Solved: Clone events to 2 indexers

emallinger · ‎12-03-2021

Hello everyone,

Here's the situation :

indexer1, deployment server role

indexer 2

fowarder 1.

I distributed via the deployment server a new outputs.conf with :

[tcpout]:
defaultGroup = indexer1,indexer2

[tcpout:indexer1]
server = xx.xx.xx.xx:9997

[tcpout:indexer2]
server = indexer2.com:9997

There is a VS between forwarder1 and indexer2.

I activated the DEBUG in log.cfg for TcpOutPutProc

The log on forwarder1 tells me only :

12-03-2021 15:08:15.743 +0100 DEBUG TcpOutputProc - channel not registered yet
12-03-2021 15:08:15.743 +0100 DEBUG TcpOutputProc - Connection not available. Waiting for connection ...

and

12-03-2021 15:28:27.862 +0100 WARN TcpOutputProc - Cooked connection to ip=ip_vs_indexer2:9997 timed out

A tcptraceroute tells [open] between the forwarder and the VS but doesn't show me any more than that.

Does this mean I have some network issue ?

Do you have any suggestion ?

Thanks

Ema

emallinger · ‎12-07-2021

It was a "network issue" :

Seems that adding a route with

ip route add

did the trick !

Now I just have to understand why the first connexion is rejected by :

Message rejected. Received unexpected message of size=218824692 bytes from src=forwarder:45814 in streaming mode. Maximum message size allowed=67108864. (::) Possible invalid source sending data to splunktcp port or valid source sending unsupported payload

queue is 5Mb, which is usually sufficent.

Must have something else wrong. But we've made progress !

Thanks !

Regards,

Ema

View solution in original post

emallinger · ‎12-07-2021

It was a "network issue" :

Seems that adding a route with

ip route add

did the trick !

Now I just have to understand why the first connexion is rejected by :

Message rejected. Received unexpected message of size=218824692 bytes from src=forwarder:45814 in streaming mode. Maximum message size allowed=67108864. (::) Possible invalid source sending data to splunktcp port or valid source sending unsupported payload

queue is 5Mb, which is usually sufficent.

Must have something else wrong. But we've made progress !

Thanks !

Regards,

Ema

emallinger · ‎12-07-2021

Not really sure of that.

Between firewall and indexer2 :

From firewall to indexer2 :

R = reset (or so I suppose)

then S = Syn

and just following from indexer2 to firewall

S = Syn

No Ack whatsoever.

I tried another thing : from the forwarder

telnel to firewall : 9997 > connected to firewall:9997

then inside that connexion, I tried telnet indexer2 9997

=> "connexion closed by foreign host"

### Raw data
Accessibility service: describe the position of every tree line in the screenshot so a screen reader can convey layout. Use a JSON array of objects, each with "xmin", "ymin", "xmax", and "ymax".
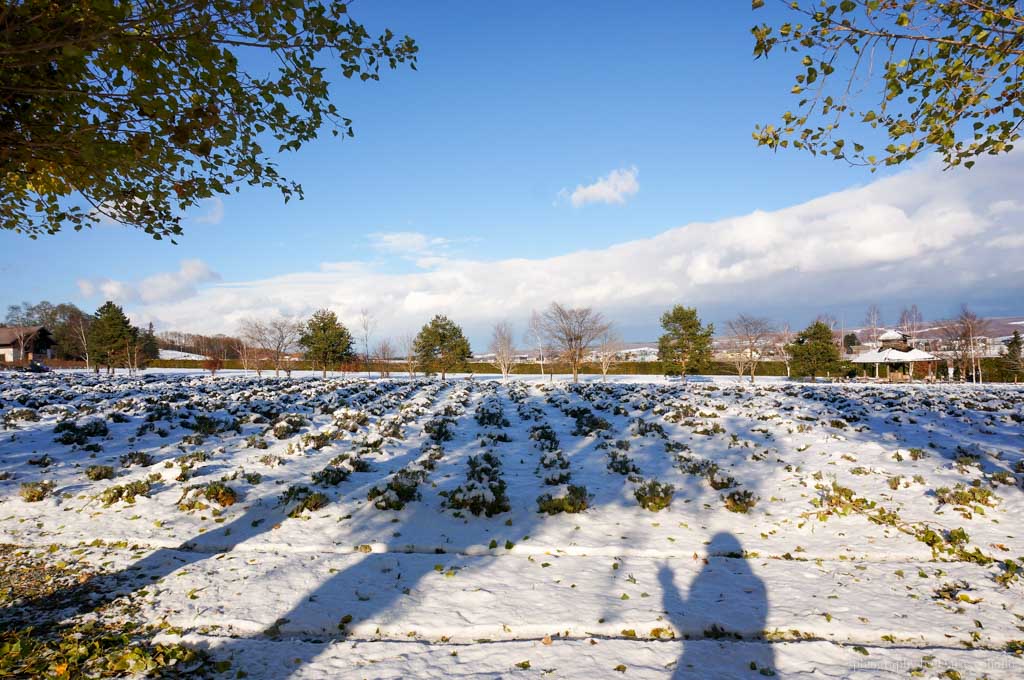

### Exercise prompt
In the forum thread about cloning events to two indexers, what resolved the network issue between the forwarder and the second indexer?

### Written answer
Adding a route with "ip route add" resolved it.